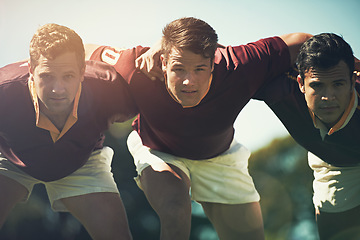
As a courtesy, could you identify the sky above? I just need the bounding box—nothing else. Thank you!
[1,0,359,151]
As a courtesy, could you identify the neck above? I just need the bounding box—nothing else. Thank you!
[39,102,73,131]
[45,113,70,131]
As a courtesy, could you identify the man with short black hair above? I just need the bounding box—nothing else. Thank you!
[255,33,360,239]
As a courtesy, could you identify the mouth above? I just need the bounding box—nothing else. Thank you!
[49,97,67,102]
[181,90,197,94]
[319,105,339,111]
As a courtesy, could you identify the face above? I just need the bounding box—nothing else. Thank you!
[162,48,214,107]
[298,61,354,128]
[29,51,84,118]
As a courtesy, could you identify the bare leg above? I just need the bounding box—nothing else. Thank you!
[0,174,29,228]
[140,164,191,240]
[200,201,264,240]
[61,192,132,240]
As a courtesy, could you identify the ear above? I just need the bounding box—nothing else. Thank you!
[351,72,356,89]
[28,61,34,81]
[80,65,86,82]
[160,54,167,72]
[297,74,305,93]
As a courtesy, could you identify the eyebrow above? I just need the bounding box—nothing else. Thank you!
[195,64,209,68]
[172,62,209,67]
[63,70,77,74]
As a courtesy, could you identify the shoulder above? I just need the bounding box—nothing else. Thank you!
[215,37,287,65]
[0,62,30,112]
[0,61,29,95]
[232,36,287,57]
[0,61,29,84]
[84,60,121,81]
[82,60,130,95]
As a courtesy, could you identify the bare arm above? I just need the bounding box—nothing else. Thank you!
[279,33,313,65]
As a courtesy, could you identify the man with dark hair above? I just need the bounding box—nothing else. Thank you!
[87,17,311,239]
[253,33,360,239]
[0,23,136,239]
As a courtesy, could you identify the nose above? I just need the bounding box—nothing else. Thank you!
[321,87,335,101]
[183,79,190,85]
[182,72,195,86]
[52,79,66,94]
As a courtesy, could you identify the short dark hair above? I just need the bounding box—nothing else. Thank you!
[296,33,354,80]
[161,17,218,63]
[29,23,85,71]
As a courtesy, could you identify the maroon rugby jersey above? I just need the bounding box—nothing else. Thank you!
[90,37,290,159]
[0,61,137,181]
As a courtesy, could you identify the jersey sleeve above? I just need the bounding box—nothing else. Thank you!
[217,37,289,83]
[89,45,150,83]
[253,66,299,104]
[0,61,29,130]
[83,60,139,123]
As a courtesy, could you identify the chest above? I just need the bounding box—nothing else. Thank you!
[131,75,252,136]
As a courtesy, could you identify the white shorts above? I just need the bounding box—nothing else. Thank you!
[308,152,360,213]
[0,146,119,212]
[127,131,260,204]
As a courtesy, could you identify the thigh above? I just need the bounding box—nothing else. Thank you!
[201,201,264,240]
[140,164,192,240]
[0,174,29,227]
[317,205,360,240]
[189,141,260,204]
[128,130,191,191]
[140,163,191,210]
[0,154,36,227]
[61,192,132,240]
[128,130,191,207]
[45,147,119,212]
[309,153,360,213]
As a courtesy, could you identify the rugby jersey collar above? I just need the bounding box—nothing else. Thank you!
[28,78,81,143]
[309,89,358,140]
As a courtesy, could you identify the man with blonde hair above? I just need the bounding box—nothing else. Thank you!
[0,23,136,239]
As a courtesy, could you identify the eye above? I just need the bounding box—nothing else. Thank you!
[334,81,345,87]
[171,67,185,74]
[309,82,322,89]
[195,67,205,72]
[173,67,184,71]
[64,74,75,79]
[39,73,53,81]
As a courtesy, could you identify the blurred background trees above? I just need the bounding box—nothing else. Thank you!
[0,122,319,240]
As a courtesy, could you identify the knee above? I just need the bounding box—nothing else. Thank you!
[156,198,192,223]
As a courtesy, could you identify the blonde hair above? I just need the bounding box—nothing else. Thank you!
[29,23,85,71]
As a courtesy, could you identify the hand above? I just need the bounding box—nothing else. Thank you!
[135,40,164,81]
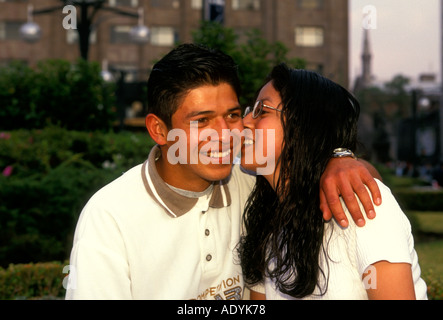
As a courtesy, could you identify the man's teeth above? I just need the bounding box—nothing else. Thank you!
[209,149,232,158]
[244,139,254,146]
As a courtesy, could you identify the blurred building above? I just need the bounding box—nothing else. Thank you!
[1,0,349,127]
[398,75,441,169]
[0,0,349,86]
[353,26,442,167]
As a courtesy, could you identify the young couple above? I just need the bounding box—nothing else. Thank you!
[66,44,426,300]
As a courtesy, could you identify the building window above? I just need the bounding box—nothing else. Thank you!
[150,0,180,9]
[66,29,97,45]
[150,27,177,46]
[297,0,323,9]
[109,63,138,83]
[110,25,177,46]
[109,0,138,7]
[110,25,134,44]
[295,26,324,47]
[191,0,203,9]
[0,21,25,40]
[232,0,260,10]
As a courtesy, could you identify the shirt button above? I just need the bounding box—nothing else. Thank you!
[206,254,212,262]
[205,229,210,236]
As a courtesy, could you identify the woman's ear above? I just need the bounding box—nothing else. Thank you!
[145,114,168,146]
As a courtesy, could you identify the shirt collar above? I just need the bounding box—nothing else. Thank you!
[141,145,232,218]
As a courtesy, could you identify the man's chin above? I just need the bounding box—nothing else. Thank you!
[200,164,234,182]
[239,161,257,174]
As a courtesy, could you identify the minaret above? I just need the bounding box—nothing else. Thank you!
[353,28,373,92]
[361,28,372,88]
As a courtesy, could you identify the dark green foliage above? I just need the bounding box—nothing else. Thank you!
[192,21,306,106]
[0,59,116,131]
[0,261,68,300]
[394,189,443,212]
[0,127,155,267]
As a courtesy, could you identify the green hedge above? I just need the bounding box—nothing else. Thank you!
[0,261,67,300]
[0,127,155,267]
[377,165,443,212]
[394,189,443,212]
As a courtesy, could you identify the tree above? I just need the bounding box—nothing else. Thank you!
[0,59,116,131]
[384,74,411,119]
[355,74,412,163]
[192,21,306,106]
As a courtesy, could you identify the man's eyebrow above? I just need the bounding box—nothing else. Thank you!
[228,106,242,112]
[185,106,241,119]
[185,110,215,119]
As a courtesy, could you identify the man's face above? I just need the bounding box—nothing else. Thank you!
[160,83,243,191]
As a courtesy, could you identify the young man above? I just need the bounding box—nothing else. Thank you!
[65,44,380,300]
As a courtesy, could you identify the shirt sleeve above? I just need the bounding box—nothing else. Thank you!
[65,198,132,300]
[352,180,414,277]
[247,281,266,294]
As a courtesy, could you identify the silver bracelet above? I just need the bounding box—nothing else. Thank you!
[332,148,357,160]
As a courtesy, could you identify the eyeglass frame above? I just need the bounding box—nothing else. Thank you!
[244,100,282,119]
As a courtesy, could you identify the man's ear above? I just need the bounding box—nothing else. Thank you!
[145,114,168,146]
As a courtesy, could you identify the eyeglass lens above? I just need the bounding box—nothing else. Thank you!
[244,101,264,118]
[252,101,263,118]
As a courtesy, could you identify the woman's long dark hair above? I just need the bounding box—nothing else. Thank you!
[238,64,360,298]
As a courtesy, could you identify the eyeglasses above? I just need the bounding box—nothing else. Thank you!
[244,100,282,119]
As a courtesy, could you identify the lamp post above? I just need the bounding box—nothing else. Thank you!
[19,5,41,43]
[20,0,149,60]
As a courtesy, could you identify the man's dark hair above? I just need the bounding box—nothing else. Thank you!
[147,43,242,128]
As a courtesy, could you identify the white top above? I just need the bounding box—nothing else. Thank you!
[262,180,428,300]
[65,146,255,300]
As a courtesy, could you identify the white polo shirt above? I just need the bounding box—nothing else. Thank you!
[66,146,255,300]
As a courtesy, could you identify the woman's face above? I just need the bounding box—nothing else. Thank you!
[241,81,284,186]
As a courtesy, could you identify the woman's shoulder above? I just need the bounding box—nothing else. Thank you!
[340,179,415,275]
[363,179,411,229]
[340,179,410,231]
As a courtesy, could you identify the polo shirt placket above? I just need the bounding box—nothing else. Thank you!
[141,146,234,278]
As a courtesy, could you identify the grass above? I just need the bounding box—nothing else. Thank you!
[415,240,443,275]
[415,239,443,300]
[406,210,443,299]
[412,211,443,234]
[379,165,443,297]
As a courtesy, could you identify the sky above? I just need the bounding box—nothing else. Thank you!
[349,0,441,85]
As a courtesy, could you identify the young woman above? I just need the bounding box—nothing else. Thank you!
[238,64,427,300]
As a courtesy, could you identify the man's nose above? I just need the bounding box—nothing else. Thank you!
[212,118,231,143]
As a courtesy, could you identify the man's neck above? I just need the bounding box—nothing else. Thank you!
[155,151,212,192]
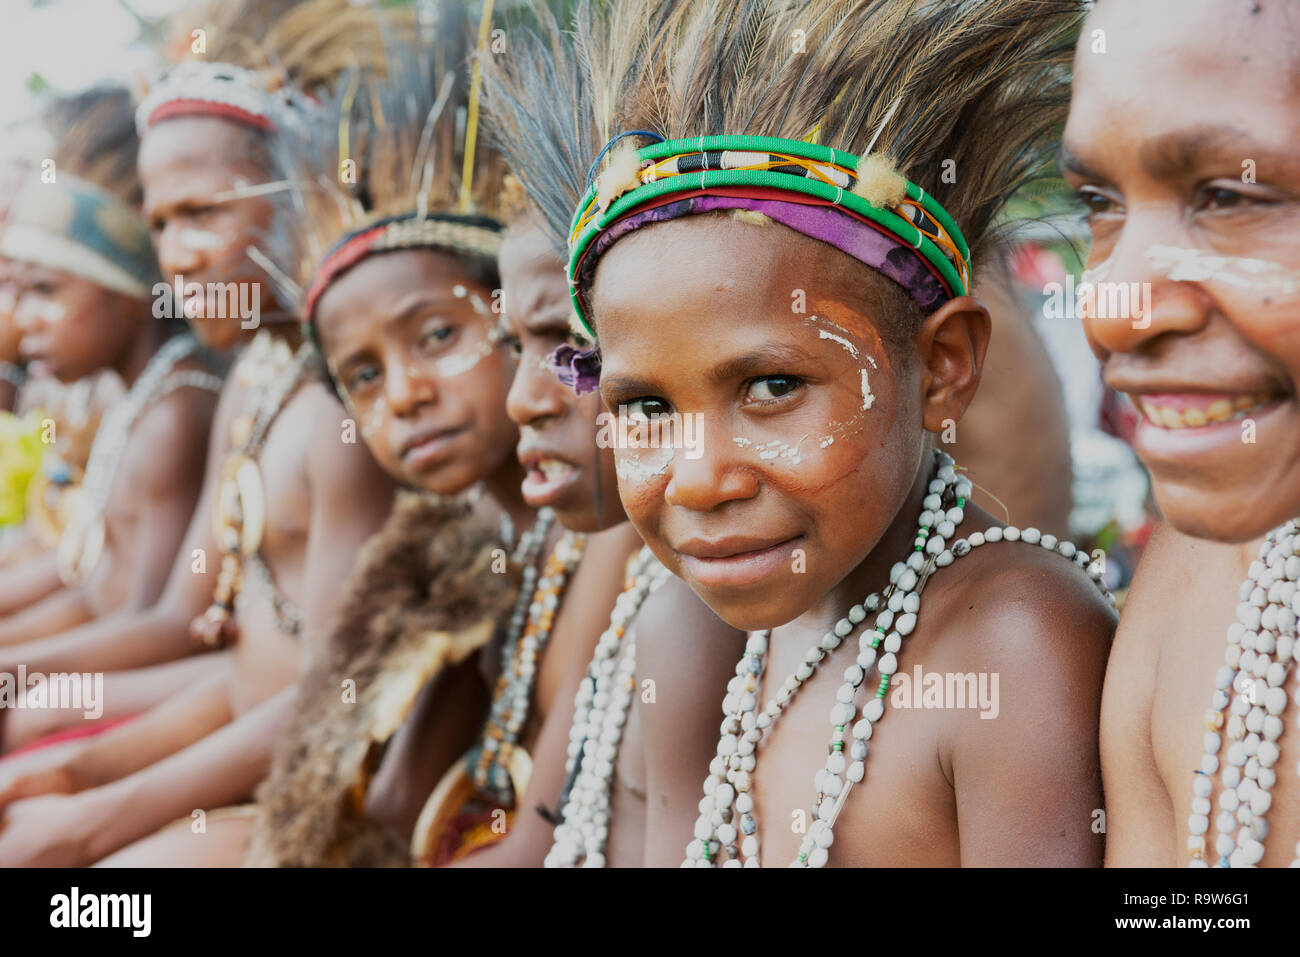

━━━━━━━━━━━━━━━━━━━━━━━━━━━━━━

## Problem to solve
Excluding all pictures, output exactly the lines from the line containing "As a courtesy, could you identify the grass" through the last line of the entries above.

## Solution below
As a courtesy, could you identify the grass above? I just need the bounding box—nothing else. Thank you!
[415,240,443,275]
[415,239,443,300]
[406,210,443,299]
[412,211,443,234]
[379,165,443,297]
As a courtesy, could you identify the sky above? I just need the bounding box—nothing else. Thank you!
[349,0,441,85]
As a courtesy, could you identify the young woman above? I just need the bounding box—nothing else. Thank you!
[238,64,427,300]
As a courtesy, could you identify the man's nose above? I just need the bounding box—nothing else. Thank you!
[212,118,231,143]
As a courtesy, could you identify the man's neck above? I just need the bounding box—nothing else. Thank you!
[155,151,212,192]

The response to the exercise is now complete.